> Excerpted records:
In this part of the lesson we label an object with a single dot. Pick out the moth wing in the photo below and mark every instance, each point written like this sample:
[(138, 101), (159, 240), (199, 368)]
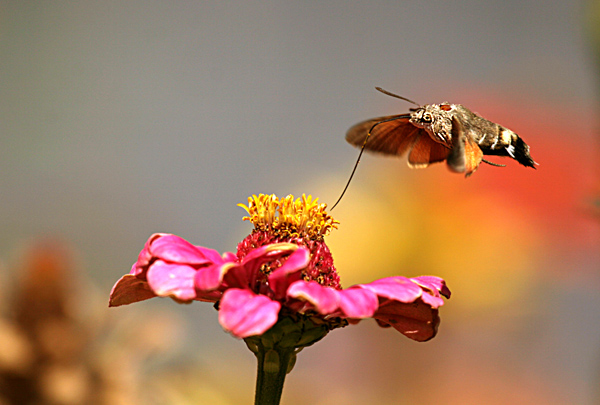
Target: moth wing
[(392, 135), (466, 155), (473, 156), (425, 151)]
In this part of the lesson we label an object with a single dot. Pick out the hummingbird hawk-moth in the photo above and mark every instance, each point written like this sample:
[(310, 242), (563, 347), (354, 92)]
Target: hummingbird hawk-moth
[(436, 132)]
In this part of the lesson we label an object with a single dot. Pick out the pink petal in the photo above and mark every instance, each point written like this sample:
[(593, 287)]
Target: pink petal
[(253, 261), (290, 272), (324, 300), (243, 313), (417, 321), (145, 255), (358, 303), (129, 289), (395, 288), (431, 300), (172, 280), (172, 248), (434, 284), (211, 278)]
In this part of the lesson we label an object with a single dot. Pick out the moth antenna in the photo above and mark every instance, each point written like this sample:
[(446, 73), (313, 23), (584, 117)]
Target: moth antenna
[(360, 155), (395, 95), (492, 163)]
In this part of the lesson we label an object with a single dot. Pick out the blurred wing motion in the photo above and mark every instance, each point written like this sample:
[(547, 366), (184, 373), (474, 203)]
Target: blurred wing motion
[(395, 135), (465, 155)]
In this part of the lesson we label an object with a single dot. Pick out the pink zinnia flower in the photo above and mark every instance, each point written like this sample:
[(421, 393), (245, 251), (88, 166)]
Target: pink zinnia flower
[(280, 292), (282, 274)]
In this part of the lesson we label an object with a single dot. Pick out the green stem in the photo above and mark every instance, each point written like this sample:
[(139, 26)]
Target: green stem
[(272, 369)]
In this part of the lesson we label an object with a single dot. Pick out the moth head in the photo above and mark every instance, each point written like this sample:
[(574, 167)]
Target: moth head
[(436, 119)]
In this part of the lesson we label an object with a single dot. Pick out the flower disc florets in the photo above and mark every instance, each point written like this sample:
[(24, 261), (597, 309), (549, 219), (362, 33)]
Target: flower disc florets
[(302, 221)]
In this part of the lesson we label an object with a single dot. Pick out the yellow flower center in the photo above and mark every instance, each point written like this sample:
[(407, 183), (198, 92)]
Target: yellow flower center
[(302, 216)]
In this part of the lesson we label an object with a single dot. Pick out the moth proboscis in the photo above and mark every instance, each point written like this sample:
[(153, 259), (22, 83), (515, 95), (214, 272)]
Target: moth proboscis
[(436, 132)]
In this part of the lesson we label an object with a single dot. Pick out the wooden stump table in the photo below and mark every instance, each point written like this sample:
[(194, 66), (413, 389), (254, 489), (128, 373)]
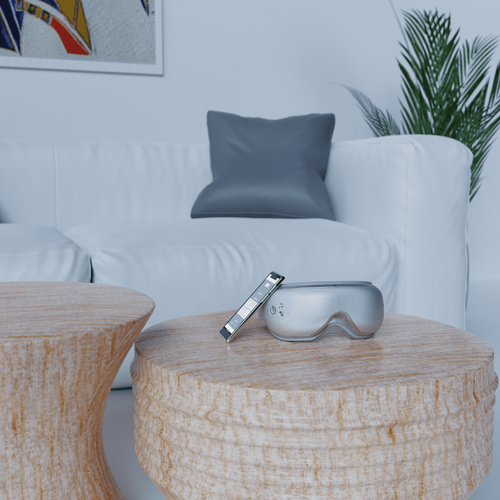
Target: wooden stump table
[(61, 345), (407, 414)]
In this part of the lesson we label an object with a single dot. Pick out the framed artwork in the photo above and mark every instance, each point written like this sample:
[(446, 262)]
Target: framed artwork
[(117, 36)]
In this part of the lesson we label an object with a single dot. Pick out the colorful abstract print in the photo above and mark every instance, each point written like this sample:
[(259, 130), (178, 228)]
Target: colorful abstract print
[(66, 17)]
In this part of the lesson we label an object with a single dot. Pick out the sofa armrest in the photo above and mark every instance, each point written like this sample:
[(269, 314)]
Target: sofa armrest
[(413, 191)]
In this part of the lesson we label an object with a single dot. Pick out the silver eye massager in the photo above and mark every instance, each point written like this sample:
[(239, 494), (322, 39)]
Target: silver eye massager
[(300, 312)]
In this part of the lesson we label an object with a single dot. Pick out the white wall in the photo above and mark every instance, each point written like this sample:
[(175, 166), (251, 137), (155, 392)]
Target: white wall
[(269, 58)]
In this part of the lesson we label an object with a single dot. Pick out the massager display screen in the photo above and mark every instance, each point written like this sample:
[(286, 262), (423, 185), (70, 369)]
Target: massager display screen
[(266, 288)]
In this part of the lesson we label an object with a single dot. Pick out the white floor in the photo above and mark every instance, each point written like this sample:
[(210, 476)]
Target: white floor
[(482, 320)]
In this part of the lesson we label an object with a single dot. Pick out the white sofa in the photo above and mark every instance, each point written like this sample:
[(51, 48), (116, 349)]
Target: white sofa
[(119, 213)]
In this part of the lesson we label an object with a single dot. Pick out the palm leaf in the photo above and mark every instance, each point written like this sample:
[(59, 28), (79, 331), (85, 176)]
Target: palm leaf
[(446, 88)]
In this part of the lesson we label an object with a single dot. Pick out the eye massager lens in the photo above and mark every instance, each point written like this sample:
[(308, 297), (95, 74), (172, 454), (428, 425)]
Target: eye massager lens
[(300, 312)]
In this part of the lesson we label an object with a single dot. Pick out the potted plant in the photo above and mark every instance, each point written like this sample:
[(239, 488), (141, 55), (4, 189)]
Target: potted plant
[(446, 88)]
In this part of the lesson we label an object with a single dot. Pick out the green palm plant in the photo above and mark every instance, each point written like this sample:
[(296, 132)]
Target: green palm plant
[(446, 87)]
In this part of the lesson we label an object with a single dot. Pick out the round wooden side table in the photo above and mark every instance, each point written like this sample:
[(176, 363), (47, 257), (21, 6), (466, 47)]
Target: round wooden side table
[(407, 414), (61, 345)]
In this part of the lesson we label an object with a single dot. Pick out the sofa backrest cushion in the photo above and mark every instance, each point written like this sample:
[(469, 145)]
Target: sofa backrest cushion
[(267, 168), (67, 184)]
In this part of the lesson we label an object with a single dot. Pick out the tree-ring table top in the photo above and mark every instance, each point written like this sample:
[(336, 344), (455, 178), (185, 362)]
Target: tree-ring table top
[(405, 350), (51, 309)]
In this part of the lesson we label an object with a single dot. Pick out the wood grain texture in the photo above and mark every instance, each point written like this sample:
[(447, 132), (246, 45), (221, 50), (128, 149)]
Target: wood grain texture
[(61, 345), (407, 414)]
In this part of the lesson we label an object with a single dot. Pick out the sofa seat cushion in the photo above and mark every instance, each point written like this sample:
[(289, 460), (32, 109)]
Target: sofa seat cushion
[(31, 252), (194, 266)]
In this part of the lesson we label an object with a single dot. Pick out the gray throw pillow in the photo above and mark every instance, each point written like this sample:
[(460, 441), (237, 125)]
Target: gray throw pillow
[(267, 168)]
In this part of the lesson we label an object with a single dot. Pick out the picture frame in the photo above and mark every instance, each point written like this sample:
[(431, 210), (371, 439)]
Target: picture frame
[(83, 35)]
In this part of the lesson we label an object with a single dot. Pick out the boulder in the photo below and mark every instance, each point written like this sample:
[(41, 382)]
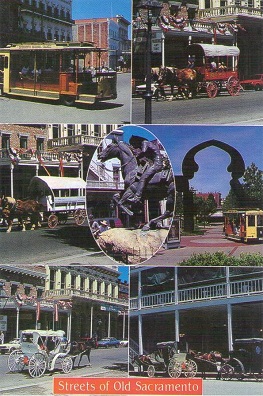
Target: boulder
[(131, 246)]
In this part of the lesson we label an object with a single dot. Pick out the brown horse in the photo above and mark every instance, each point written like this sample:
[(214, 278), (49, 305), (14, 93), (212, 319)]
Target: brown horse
[(184, 79), (22, 210)]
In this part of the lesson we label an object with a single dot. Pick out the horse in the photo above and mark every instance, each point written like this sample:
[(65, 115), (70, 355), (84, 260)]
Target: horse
[(22, 210), (185, 79), (80, 349), (163, 181)]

> Brief: Produce an exact reproduction of the lines from the line containing "the wood grain" through the last line of the records. Any picture is left out.

> Solved problem:
In this part of the lesson we label an object with a single dot. Pick out the wood grain texture in the photo above and mark every instance, each point written like this sample:
[(447, 132), (246, 45), (221, 50), (128, 149)]
Target: wood grain texture
[(61, 345), (407, 414)]
In this part of the lesson we label an object with a single dot. Pick out the sofa seat cushion in the photo above and mark every instance, each point written like this sample:
[(289, 460), (32, 109)]
Target: sofa seat cushion
[(31, 252), (194, 266)]
In this part of the lesson we label an object with a single dot. Pick out the gray throw pillow in the photo above and mark every instance, each point written like this sample:
[(460, 441), (237, 125)]
Target: gray throw pillow
[(267, 168)]
In this part of the lesson we label an object with a single dot. Pick out the picture frame in the photo above and mark every instance, each point written like this sample:
[(431, 210), (371, 439)]
Target: picture frame
[(83, 35)]
In this part of the lesson we label an object with a single dot. Pick out the boulder in the photo below and mark every instance, each point written like this sample:
[(41, 382)]
Target: boulder
[(131, 246)]
In this part of the lesson we label an object with a single dot. Pick out the brown horse in the photo above and mark every instance, each point written like this sample:
[(214, 278), (49, 305), (14, 93), (212, 319)]
Target: brown horse
[(184, 79), (22, 210)]
In this part of the lesson we label an object with a single dot. Pick out the horse in the photo above and mark every instance, each point written like this sample:
[(65, 115), (70, 355), (84, 260)]
Target: horse
[(22, 210), (185, 79), (80, 349), (163, 181)]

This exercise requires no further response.